Document segment:
>> start
Natalie: Mr. Monk, why is your name on this spit-shield? [Cuts to a close-up of Monk's name on a small placard]
Monk: Well, when I was here, there was nothing protecting the food.
Natalie: So you donated all of these? That was so generous of you!
Monk: Well actually, it was more of a lawsuit. Took up a lot of my spare time... [Dianne Brooks sees them and walks over]
Dianne Brooks: Adrian! There you are. We've been looking for you! [Dianne notices Natalie and looks at her suspiciously]
Natalie: Hi, I'm Natalie Teeger. [Natalie and Dianne shake hands]
Dianne Brooks: Hi. Dianne Brooks.
Natalie: I'm his assistant.
Dianne Brooks: Oh! Oh, so you two aren’t… [She points between Monk and Natalie; Natalie smiles, amused]
Natalie: No. [laughs lightly]
Monk: Oh, no. No, no, no, no. No. No. Not…not…no.
Dianne Brooks: Ok. Where are you sitting?
Monk: Uh, we're not...
Dianne Brooks: Kyle and I are right over here. We saved you a seat. Fair warning - we brought a lot of pictures. [They start walking in that general direction]
Natalie: See? You have a friend!
Monk: Not really. She was Trudy's roommate, freshman year.
Natalie: But she saved us a seat!
Monk: Out of pity. These are what we call "pity seats".
>> end
Problem set:
1. Answer these from the transcript of the reunion scene:
(a) What does Natalie tell Dianne Brooks her role is?
(b) Who does Dianne Brooks say is sitting with her?
(c) How does Monk say he knows Dianne Brooks?
2. Please explain, based on the transcript of the reunion scene, why Monk's name is on the spit-shield.
3. Carry on the transcript of the reunion scene past Monk's line about "pity seats".

Dataset content:
>> start
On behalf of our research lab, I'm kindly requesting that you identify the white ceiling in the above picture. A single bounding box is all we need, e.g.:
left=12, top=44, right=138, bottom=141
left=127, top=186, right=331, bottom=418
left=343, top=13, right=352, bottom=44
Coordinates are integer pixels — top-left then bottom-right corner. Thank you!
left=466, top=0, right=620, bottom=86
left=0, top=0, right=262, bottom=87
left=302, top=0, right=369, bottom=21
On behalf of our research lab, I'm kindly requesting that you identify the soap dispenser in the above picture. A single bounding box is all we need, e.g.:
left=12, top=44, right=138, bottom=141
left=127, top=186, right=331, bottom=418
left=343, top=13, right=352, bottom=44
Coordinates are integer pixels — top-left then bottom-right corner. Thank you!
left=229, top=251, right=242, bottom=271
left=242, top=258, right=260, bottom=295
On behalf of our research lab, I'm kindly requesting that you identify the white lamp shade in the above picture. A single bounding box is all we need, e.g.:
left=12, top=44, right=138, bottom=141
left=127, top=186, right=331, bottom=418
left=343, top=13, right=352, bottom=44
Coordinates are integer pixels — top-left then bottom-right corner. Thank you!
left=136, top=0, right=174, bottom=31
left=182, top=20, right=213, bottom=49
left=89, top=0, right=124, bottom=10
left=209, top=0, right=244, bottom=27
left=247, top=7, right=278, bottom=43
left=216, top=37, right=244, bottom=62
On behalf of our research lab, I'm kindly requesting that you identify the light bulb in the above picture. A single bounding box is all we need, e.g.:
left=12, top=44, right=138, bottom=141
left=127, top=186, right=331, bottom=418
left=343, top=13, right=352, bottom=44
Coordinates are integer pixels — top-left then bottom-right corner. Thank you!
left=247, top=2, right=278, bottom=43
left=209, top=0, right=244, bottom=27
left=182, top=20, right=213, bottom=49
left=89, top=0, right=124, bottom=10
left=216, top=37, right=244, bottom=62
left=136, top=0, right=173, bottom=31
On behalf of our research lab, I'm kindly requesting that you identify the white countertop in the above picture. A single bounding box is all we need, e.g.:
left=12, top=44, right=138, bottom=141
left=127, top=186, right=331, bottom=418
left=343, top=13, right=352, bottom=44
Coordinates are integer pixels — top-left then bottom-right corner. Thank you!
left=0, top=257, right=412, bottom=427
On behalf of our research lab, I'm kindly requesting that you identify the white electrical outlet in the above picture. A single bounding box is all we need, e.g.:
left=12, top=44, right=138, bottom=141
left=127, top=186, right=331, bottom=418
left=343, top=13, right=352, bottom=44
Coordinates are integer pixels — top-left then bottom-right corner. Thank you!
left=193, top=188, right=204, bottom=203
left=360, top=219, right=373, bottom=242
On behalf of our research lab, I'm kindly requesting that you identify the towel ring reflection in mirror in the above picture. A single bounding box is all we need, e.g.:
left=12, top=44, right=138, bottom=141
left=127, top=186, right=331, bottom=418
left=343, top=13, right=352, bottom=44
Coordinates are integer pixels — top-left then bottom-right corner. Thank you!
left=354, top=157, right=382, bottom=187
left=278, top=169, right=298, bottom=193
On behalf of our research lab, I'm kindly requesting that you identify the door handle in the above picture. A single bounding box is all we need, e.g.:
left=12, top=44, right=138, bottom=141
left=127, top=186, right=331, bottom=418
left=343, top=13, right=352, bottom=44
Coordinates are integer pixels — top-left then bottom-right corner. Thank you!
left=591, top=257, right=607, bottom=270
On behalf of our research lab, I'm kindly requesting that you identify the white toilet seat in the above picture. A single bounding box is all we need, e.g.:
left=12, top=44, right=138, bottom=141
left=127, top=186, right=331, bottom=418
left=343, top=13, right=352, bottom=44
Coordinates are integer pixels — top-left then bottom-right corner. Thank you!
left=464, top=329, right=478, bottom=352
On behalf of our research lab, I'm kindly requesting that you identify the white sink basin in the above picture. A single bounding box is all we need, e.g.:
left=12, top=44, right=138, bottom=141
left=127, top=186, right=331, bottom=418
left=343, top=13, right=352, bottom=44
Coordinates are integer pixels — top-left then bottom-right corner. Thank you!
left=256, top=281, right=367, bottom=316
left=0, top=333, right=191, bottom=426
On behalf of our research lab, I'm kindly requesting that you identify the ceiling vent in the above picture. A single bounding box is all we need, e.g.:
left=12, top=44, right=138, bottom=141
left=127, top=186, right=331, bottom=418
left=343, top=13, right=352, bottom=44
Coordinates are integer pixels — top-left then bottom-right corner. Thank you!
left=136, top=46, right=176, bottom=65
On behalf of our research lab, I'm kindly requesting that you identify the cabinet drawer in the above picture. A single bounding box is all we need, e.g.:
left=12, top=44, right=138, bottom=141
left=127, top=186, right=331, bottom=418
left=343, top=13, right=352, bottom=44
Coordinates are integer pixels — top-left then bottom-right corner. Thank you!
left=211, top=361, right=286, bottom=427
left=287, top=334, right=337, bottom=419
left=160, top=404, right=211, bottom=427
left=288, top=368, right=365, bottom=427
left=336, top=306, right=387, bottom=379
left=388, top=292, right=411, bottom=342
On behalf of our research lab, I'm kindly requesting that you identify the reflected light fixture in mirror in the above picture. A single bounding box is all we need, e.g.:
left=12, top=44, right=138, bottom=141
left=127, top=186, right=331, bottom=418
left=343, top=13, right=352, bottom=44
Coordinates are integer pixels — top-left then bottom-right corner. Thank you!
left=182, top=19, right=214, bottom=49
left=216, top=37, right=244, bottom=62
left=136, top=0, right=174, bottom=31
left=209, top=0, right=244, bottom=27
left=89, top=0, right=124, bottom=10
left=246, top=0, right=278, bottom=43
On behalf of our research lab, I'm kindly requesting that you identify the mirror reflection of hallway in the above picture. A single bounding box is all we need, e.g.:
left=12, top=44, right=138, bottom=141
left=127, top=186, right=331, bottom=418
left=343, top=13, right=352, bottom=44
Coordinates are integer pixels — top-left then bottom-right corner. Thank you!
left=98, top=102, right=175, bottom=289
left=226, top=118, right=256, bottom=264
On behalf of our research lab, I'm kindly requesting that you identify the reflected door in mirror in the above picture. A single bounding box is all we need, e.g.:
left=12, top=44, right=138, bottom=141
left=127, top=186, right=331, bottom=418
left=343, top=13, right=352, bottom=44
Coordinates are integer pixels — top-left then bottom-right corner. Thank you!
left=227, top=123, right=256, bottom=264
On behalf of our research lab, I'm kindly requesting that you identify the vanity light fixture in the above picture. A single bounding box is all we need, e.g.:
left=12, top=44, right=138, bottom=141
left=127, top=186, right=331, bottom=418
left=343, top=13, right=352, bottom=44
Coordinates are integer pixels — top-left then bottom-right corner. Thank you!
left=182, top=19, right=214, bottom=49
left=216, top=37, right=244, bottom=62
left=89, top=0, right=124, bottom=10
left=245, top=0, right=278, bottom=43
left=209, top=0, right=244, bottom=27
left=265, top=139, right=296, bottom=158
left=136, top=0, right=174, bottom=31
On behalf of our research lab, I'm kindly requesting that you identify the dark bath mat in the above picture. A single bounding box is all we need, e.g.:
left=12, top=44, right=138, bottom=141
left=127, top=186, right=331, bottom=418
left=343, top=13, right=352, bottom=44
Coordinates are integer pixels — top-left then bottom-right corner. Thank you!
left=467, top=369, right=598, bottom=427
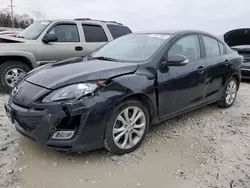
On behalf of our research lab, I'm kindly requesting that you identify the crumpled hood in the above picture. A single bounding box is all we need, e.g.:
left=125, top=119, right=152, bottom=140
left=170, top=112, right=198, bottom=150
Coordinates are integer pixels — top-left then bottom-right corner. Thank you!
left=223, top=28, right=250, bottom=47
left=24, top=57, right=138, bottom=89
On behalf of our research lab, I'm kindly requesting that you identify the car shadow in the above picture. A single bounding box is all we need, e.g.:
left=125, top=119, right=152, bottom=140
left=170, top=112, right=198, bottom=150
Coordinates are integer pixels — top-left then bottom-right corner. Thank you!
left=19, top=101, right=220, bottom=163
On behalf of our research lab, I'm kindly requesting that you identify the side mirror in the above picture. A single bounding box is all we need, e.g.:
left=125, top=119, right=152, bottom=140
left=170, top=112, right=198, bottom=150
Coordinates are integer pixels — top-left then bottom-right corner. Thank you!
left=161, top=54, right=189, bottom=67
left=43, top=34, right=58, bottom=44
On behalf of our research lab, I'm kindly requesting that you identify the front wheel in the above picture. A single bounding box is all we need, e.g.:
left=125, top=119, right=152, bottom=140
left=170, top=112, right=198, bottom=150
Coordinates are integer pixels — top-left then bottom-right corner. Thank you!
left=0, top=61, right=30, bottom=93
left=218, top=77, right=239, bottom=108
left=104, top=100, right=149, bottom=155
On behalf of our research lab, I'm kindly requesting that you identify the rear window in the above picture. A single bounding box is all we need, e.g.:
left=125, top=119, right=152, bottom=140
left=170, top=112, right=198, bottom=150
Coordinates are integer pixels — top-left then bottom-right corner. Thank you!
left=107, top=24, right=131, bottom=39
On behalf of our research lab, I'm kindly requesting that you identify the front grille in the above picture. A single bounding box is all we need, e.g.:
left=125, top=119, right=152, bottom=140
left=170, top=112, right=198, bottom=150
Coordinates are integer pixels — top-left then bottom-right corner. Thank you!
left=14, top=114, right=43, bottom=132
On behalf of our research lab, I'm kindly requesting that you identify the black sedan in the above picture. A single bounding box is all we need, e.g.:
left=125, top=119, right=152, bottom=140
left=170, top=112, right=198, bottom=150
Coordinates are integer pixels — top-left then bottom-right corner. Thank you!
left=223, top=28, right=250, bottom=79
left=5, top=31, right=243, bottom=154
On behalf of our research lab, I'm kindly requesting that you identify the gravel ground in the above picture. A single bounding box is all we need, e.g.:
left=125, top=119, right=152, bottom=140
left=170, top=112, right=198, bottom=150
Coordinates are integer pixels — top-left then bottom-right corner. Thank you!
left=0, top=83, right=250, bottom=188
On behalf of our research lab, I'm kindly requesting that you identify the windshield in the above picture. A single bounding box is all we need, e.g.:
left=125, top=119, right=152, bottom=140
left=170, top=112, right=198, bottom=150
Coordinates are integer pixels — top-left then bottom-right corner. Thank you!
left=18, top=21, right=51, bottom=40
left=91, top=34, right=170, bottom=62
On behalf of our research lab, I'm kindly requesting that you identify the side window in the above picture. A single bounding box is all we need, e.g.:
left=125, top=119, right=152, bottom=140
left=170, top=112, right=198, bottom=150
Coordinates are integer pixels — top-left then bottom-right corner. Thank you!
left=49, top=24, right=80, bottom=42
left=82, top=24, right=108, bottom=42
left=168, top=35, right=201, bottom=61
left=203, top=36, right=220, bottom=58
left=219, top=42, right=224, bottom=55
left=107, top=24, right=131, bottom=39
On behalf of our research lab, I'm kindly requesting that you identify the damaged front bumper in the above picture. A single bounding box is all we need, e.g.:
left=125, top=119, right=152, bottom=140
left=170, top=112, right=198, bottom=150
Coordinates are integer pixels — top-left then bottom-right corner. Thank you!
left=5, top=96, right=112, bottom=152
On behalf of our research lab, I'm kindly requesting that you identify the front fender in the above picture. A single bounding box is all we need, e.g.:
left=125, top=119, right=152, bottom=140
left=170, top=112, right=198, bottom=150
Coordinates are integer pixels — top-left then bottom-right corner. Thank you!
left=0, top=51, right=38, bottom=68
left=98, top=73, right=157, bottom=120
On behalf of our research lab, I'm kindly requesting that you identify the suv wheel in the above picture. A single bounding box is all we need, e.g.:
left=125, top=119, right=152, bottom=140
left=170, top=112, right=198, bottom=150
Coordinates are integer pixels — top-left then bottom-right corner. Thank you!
>> end
Answers to the exercise:
1.
(a) Natalie says she is Monk's assistant.
(b) Kyle is sitting with her.
(c) Dianne Brooks was Trudy's roommate freshman year.

2. Monk says that when he was there, nothing protected the food. The spit-shields came about less as a donation and more as the result of a lawsuit he brought, which took up a lot of his spare time.

3.
Natalie: Mr. Monk, come on! Let's have some fun! [snaps her fingers] You said you were gonna show me your dorm room!
Monk: Well, it's right here. This is it, old #303. Uh-oh! Tie on the doorknob! [A tie is wrapped around the doorknob] My roommate and I did the same thing, it's a code.
Natalie: Yeah, I think I might know about that.
Monk: Yeah, it means, "Don't come in! I'm reorganizing my closet!" [Natalie stares at him incredulously]
Natalie: Your closet?
Monk: Yeah. My roommate in freshman year, Greg, he reorganized his closet, 4-5 times a week.
Natalie: Uh-huh, and did his girlfriend ever come over to help?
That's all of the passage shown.